--- BEGIN Input ---

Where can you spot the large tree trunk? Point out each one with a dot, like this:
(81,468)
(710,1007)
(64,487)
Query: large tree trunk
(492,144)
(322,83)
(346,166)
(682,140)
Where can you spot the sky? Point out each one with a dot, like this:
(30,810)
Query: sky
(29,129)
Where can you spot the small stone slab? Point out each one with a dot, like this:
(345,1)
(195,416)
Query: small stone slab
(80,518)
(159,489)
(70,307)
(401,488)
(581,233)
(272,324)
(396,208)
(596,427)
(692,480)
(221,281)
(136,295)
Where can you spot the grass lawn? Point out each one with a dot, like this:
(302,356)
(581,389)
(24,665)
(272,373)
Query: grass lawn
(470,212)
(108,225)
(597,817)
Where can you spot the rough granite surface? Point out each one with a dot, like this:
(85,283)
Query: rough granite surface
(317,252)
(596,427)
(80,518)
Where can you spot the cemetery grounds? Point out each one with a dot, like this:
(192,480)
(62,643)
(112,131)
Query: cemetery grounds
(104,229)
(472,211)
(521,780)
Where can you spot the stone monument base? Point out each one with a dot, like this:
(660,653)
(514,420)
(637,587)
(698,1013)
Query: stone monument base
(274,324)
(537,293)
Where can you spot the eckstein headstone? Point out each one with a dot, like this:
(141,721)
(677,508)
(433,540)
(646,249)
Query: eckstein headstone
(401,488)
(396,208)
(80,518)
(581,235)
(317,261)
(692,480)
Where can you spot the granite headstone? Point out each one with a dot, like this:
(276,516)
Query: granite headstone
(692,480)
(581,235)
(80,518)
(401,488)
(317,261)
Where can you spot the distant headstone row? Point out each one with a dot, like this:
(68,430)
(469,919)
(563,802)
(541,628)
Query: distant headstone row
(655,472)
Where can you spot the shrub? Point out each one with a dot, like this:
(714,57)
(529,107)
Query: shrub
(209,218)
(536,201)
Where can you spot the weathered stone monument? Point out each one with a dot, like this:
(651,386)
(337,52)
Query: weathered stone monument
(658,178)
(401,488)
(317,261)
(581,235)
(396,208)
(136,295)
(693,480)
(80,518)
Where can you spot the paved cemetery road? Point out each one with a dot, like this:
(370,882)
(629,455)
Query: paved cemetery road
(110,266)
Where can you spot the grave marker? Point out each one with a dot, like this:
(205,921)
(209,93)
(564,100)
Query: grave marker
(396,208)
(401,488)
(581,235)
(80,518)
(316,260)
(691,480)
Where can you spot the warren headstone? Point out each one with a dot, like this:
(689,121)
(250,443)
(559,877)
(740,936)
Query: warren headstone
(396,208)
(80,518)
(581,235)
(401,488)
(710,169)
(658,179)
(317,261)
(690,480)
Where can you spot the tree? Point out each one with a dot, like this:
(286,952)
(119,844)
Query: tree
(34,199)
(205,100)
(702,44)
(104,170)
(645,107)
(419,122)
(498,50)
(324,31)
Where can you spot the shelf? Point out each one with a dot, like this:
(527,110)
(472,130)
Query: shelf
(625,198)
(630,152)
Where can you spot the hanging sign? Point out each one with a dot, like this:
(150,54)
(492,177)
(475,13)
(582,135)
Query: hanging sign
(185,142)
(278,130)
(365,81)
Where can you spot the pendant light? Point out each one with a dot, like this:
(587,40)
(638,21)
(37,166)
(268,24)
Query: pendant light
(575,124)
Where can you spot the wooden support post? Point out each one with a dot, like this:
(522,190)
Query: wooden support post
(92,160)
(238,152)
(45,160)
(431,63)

--- END Input ---

[Written task]: Write out all of the records above exactly as they appear.

[Finished task]:
Where can you spot the large tree trunk? Point out each one with a dot, like this:
(81,468)
(710,1007)
(64,487)
Query: large tree trunk
(492,144)
(322,83)
(346,166)
(682,140)
Where can you spot the sky? Point out each one with a dot, like this:
(30,810)
Query: sky
(29,129)
Where can you spot the small stone slab? Point out each one with a dot, like this:
(345,1)
(195,416)
Query: small stone slab
(80,518)
(159,489)
(70,307)
(401,488)
(581,233)
(272,324)
(396,208)
(596,427)
(692,480)
(221,281)
(136,295)
Where can you spot the grass lawn? Point out each one with a dot, like this:
(302,356)
(581,389)
(24,665)
(272,373)
Query: grass lawn
(470,212)
(108,225)
(597,817)
Where can you spot the rough granite surface? Point out each one with a dot, like this:
(85,283)
Query: rough granite surface
(317,252)
(596,427)
(80,518)
Where can you spot the cemetery grounds? Point out each one with a dot, like this:
(192,480)
(62,643)
(112,131)
Query: cemetery grounds
(104,229)
(472,211)
(521,780)
Where can you spot the stone monument base? Point out each one with a dot, like this:
(660,653)
(514,420)
(637,587)
(698,1013)
Query: stone monument base
(274,324)
(537,293)
Where can you spot the eckstein headstone? Point out each one with a dot, like this:
(141,721)
(677,508)
(433,540)
(646,249)
Query: eckstein headstone
(401,488)
(396,208)
(80,518)
(581,235)
(317,261)
(692,480)
Where can you spot the granite headstone? Point out each one with a dot, like this:
(276,516)
Query: granite headstone
(692,480)
(581,235)
(80,518)
(401,488)
(317,261)
Where can you spot the distant headstone row? Point out each one with a dot, like this:
(68,430)
(469,919)
(563,802)
(541,628)
Query: distant headstone row
(655,472)
Where can you spot the shrub? Point out each one with a dot, like this:
(714,57)
(529,107)
Query: shrub
(209,218)
(536,201)
Where can you spot the weathered stone monument? Point out each one with a dot, like this:
(651,386)
(337,52)
Query: weathered stone monument
(658,178)
(401,488)
(317,261)
(581,235)
(396,208)
(136,295)
(693,480)
(80,518)
Where can you spot the paved cemetery road? Point out each one with a dot, like this:
(370,882)
(629,455)
Query: paved cemetery road
(110,266)
Where can you spot the grave marker? Point out each one with a dot, like this:
(205,921)
(209,93)
(564,100)
Query: grave marker
(396,208)
(401,488)
(581,235)
(80,518)
(316,260)
(691,480)
Where can you spot the warren headstone? Point out each one with a dot, like this:
(689,121)
(250,443)
(559,877)
(740,936)
Query: warren headstone
(396,208)
(80,518)
(581,235)
(401,488)
(710,169)
(658,179)
(317,261)
(690,480)
Where can you spot the tree? Point out each one with a dot, like this:
(286,952)
(119,844)
Query: tree
(34,199)
(205,100)
(702,44)
(104,170)
(645,107)
(419,122)
(498,50)
(324,31)
Where can you spot the shelf? Point out each one with a dot, like this:
(527,110)
(472,130)
Query: shelf
(625,198)
(630,152)
Where can you spot the hanging sign? Point out each one with a dot, like this:
(150,54)
(492,177)
(475,13)
(582,135)
Query: hanging sign
(185,142)
(278,130)
(365,81)
Where can you spot the pendant light? Point out each one with a dot, like this:
(587,40)
(638,21)
(37,166)
(268,24)
Query: pendant light
(575,124)
Where can you spot the wooden support post? Point out each one with a dot, like this:
(522,190)
Query: wooden support post
(92,160)
(238,152)
(45,160)
(431,63)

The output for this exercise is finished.